[Request a]:
Reproduce the rows below verbatim, starting at the line containing "outline: cloud" and ending at the line containing "[[[255,1],[0,1],[0,57],[241,57]]]".

[Document]:
%%

Hard Day’s Night (1964)
The comparison between this and ‘Help’ is discussed above. ‘Help’ is the cash-in movie, and this film was the vehicle that made it all possible.
It’s tempting to focus on the film itself as there is an argument that as a cultural icon, it has a greater significance than the album – but, under scrutiny, how much can most of us reference and recall? The chase at the railway station? Wilfred Brambell and the ‘Bet you’re sorry we won’ conversation? ‘Hard Day’s Night was a first in so many ways – but also musically.
With Side One featuring tracks from the film, the seven tracks come in at 16 minutes 23 seconds. No track breaches 3 minutes and ‘I Should Have known better’ is the longest at 2:43. Saying what needed to be said, so succinctly and so memorably is surely genius. Side Two with one track fewer and 13:47 brings an LP at a shade of half and hour.
So what? 13 tracks – all original. First time….That’s it – that’s the thing. It’s the third album. We’ve grown, we’re in charge and we are a true force to be reckoned with. And we’ve made a movie.
Yes, we’re a pop group – but just look….so much more… and so much yet to come.
Revolver (August 1966)
Imagine for a moment. It’s August 1966 and you’re 16.
England has just won the World Cup. London is the fashion centre of the world. Harold Wilson’s Labour government promise to take the UK forward into the modern age with ‘the white heat of technology’ and to use a previous leader’s words, the country really has ‘never had it so good’.

%%

[Raw data]:
%%

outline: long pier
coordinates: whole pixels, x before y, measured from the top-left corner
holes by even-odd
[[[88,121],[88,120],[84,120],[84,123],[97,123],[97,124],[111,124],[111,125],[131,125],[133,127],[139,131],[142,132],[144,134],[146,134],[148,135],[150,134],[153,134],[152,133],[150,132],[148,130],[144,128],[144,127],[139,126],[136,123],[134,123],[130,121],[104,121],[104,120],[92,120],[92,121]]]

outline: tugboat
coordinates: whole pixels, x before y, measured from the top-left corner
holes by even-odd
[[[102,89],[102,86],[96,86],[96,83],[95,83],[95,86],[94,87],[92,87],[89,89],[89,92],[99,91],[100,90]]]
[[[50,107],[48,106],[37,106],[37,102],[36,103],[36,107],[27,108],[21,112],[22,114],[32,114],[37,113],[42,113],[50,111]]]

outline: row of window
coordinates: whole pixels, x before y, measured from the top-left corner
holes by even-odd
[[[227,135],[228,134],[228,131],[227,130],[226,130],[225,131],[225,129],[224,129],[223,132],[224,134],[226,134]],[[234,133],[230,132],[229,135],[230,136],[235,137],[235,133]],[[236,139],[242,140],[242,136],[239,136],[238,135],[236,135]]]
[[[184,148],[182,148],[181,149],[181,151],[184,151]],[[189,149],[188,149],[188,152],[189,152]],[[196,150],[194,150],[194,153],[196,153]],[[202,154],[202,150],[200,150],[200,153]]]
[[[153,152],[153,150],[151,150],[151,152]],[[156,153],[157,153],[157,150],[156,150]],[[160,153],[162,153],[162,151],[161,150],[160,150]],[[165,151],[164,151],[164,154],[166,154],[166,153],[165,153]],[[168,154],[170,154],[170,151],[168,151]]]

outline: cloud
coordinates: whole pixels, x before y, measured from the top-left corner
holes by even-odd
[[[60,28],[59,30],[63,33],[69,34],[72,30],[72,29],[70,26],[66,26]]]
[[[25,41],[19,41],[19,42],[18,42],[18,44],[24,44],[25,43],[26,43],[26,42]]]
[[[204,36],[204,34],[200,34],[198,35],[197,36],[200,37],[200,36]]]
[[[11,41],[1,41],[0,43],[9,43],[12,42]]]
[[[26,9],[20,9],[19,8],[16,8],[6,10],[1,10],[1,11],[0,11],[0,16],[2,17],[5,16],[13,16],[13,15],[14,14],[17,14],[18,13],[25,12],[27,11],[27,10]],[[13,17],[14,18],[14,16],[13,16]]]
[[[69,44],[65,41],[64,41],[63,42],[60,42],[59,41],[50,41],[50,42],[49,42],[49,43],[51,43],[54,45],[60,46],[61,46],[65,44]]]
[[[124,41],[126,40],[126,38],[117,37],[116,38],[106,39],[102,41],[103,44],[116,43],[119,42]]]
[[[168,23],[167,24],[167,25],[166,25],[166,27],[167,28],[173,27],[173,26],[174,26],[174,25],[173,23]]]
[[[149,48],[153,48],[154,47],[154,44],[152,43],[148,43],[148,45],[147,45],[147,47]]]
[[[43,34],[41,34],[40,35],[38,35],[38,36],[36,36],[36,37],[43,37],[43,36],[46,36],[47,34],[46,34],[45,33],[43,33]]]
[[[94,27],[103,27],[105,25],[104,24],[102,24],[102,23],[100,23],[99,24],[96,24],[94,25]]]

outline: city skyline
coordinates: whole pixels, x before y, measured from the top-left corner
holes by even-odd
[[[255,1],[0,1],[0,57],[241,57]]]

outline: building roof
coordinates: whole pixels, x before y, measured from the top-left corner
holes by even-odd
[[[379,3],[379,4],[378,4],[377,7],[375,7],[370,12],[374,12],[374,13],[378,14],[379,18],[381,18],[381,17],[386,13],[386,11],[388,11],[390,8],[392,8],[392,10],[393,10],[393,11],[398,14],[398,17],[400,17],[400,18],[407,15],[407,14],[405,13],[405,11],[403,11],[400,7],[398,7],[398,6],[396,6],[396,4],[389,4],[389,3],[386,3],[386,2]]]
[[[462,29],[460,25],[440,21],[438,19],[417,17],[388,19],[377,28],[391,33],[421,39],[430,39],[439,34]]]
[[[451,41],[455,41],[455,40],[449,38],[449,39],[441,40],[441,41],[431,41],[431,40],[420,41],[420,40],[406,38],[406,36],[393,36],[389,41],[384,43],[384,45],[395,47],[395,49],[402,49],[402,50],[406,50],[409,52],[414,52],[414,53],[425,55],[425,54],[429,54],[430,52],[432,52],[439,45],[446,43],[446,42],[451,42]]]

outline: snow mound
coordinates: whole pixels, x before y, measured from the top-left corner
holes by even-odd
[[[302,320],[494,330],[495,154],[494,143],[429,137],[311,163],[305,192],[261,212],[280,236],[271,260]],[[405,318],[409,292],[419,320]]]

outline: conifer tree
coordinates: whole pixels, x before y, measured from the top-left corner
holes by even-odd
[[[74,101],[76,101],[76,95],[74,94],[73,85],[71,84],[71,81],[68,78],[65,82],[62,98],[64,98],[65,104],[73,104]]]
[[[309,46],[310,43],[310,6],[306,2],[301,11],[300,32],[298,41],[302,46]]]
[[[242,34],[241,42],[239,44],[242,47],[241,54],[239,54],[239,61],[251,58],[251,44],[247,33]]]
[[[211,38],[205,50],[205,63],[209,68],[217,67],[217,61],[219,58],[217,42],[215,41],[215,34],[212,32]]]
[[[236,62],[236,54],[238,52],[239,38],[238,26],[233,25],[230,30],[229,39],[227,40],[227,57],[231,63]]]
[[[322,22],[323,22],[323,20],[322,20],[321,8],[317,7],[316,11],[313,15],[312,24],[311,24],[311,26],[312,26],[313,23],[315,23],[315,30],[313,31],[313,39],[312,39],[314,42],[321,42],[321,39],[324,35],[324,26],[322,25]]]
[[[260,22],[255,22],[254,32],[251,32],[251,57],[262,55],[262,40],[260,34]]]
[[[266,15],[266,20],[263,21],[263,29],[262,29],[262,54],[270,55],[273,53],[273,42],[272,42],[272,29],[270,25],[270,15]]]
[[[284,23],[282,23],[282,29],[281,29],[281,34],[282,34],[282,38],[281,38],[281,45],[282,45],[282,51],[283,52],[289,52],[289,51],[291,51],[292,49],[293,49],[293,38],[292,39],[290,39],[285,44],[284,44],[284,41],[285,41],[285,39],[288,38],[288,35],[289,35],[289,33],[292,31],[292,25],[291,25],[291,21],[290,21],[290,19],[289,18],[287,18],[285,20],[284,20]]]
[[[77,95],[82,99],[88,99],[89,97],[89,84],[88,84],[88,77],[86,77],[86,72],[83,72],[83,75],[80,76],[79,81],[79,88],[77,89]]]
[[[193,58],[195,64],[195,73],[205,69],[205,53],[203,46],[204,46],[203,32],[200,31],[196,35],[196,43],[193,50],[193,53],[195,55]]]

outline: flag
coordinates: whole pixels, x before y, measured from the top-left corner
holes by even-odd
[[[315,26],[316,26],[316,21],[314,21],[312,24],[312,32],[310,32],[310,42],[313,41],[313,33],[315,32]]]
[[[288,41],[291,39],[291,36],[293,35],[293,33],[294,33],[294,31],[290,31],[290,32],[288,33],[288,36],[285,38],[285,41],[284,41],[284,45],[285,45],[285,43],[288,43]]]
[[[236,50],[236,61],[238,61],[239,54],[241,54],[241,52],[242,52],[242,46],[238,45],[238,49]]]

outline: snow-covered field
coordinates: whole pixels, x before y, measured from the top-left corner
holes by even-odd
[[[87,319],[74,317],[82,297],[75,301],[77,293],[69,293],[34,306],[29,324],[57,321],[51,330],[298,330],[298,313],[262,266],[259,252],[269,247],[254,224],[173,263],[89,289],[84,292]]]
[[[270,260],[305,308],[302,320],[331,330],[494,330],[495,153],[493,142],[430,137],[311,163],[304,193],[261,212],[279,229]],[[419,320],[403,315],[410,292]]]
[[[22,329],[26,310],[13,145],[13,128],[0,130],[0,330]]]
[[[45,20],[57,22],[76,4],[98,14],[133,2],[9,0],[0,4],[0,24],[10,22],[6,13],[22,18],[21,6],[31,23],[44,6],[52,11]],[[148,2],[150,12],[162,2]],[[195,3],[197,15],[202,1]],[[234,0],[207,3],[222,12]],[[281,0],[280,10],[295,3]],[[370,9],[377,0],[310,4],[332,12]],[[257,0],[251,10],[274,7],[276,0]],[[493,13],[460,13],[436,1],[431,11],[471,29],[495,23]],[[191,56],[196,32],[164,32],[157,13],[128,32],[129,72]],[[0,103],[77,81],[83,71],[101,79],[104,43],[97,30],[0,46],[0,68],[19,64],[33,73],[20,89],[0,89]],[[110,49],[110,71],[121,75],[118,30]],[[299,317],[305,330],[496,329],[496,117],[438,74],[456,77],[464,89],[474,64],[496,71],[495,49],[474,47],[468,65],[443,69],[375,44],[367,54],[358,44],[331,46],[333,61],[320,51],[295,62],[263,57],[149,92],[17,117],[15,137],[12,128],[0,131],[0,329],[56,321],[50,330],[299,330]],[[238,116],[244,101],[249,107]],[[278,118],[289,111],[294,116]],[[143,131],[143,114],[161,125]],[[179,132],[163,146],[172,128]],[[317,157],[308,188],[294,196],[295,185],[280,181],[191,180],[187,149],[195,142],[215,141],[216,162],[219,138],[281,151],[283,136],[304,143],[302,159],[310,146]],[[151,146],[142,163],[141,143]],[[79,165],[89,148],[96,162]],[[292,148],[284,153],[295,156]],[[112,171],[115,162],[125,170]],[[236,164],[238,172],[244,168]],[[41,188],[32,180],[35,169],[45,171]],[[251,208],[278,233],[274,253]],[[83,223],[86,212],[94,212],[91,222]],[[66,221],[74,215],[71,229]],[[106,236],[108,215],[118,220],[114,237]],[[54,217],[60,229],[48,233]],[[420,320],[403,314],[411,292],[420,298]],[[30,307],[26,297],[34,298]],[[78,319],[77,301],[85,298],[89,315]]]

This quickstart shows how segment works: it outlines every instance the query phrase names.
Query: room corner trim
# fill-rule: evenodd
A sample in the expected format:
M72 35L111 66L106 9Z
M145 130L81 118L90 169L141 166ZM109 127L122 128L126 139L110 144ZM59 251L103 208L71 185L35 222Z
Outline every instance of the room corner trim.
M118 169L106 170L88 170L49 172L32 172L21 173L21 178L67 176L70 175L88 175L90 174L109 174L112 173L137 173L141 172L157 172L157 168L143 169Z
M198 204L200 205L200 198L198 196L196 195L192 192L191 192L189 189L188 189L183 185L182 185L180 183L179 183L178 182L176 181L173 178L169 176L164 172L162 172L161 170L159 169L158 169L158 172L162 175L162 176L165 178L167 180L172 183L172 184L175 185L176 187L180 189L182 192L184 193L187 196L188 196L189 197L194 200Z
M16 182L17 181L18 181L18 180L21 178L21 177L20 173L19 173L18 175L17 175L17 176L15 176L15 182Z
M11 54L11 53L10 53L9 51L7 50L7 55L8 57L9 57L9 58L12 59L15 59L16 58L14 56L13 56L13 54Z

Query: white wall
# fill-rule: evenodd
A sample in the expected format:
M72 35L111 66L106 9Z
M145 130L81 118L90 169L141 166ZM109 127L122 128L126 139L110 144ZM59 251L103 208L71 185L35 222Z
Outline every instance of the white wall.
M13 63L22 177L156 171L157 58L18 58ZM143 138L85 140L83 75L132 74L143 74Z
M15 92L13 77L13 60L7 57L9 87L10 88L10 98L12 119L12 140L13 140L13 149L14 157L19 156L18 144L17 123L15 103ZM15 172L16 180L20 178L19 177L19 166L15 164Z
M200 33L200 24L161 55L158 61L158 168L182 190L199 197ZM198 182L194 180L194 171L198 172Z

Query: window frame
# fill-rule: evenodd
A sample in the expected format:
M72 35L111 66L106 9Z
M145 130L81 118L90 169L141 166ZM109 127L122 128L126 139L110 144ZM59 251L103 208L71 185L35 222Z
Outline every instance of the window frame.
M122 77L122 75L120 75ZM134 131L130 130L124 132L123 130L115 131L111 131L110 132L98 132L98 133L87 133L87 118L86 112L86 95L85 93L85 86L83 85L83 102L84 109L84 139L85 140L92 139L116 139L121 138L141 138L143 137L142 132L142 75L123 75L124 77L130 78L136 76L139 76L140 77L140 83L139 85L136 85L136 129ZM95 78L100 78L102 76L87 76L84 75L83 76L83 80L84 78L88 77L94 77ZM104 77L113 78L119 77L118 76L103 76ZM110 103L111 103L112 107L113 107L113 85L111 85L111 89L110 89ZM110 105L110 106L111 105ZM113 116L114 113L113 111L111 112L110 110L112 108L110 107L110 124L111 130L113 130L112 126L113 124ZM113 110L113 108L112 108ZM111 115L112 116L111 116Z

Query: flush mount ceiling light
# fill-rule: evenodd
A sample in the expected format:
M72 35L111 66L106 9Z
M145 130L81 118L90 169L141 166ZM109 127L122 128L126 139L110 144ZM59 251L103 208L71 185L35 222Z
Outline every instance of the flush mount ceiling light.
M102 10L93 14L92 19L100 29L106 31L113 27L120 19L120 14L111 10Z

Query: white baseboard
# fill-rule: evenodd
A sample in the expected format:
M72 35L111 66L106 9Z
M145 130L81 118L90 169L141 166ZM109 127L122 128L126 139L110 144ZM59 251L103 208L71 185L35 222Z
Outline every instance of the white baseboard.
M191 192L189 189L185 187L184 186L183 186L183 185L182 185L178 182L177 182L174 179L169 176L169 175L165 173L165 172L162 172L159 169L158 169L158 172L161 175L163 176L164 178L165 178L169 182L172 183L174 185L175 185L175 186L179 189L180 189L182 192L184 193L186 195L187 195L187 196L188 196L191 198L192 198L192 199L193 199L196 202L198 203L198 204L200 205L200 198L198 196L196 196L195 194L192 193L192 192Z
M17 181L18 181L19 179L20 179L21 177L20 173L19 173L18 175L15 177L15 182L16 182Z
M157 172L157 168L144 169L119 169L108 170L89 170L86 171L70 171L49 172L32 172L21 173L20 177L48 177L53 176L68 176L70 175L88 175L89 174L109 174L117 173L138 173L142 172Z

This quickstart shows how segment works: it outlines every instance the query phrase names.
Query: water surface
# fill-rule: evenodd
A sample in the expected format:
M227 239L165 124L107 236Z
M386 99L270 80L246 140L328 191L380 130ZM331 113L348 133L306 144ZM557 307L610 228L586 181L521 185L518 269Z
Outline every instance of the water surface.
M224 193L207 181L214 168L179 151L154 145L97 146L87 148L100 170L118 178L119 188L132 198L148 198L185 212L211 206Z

%%

[Request b]:
List every title of a film, album, or song that the piece on Hard Day's Night and Revolver names.

[Full response a]:
outline: cloud
coordinates: whole pixels, x before y, measured from the top-left corner
holes by even-odd
[[[60,28],[59,30],[63,33],[69,34],[72,30],[72,29],[70,26],[66,26]]]
[[[25,41],[19,41],[19,42],[18,42],[18,44],[24,44],[25,43],[26,43],[26,42]]]
[[[204,36],[204,34],[200,34],[198,35],[197,36],[200,37],[200,36]]]
[[[11,41],[1,41],[0,43],[9,43],[12,42]]]
[[[26,9],[20,9],[19,8],[16,8],[6,10],[1,10],[1,11],[0,11],[0,16],[2,17],[5,16],[13,16],[13,15],[14,14],[17,14],[18,13],[25,12],[27,11],[27,10]],[[13,17],[14,18],[14,16],[13,16]]]
[[[69,44],[65,41],[64,41],[63,42],[60,42],[59,41],[50,41],[50,42],[49,42],[49,43],[51,43],[54,45],[60,46],[61,46],[65,44]]]
[[[124,41],[126,40],[126,38],[117,37],[116,38],[106,39],[102,41],[103,44],[116,43],[119,42]]]
[[[168,23],[167,24],[167,25],[166,25],[166,27],[167,28],[173,27],[173,26],[174,26],[174,25],[173,23]]]
[[[149,48],[153,48],[154,47],[154,44],[152,43],[148,43],[148,45],[147,45],[147,47]]]
[[[43,34],[41,34],[40,35],[38,35],[38,36],[36,36],[36,37],[43,37],[43,36],[46,36],[47,34],[46,34],[45,33],[43,33]]]
[[[94,27],[103,27],[105,25],[104,24],[102,24],[102,23],[100,23],[99,24],[96,24],[94,25]]]

outline: city skyline
coordinates: whole pixels, x before y, measured from the top-left corner
holes by even-odd
[[[255,1],[0,1],[0,57],[241,57]]]

[Full response b]:
Hard Day's Night
Help
I Should Have known better
Revolver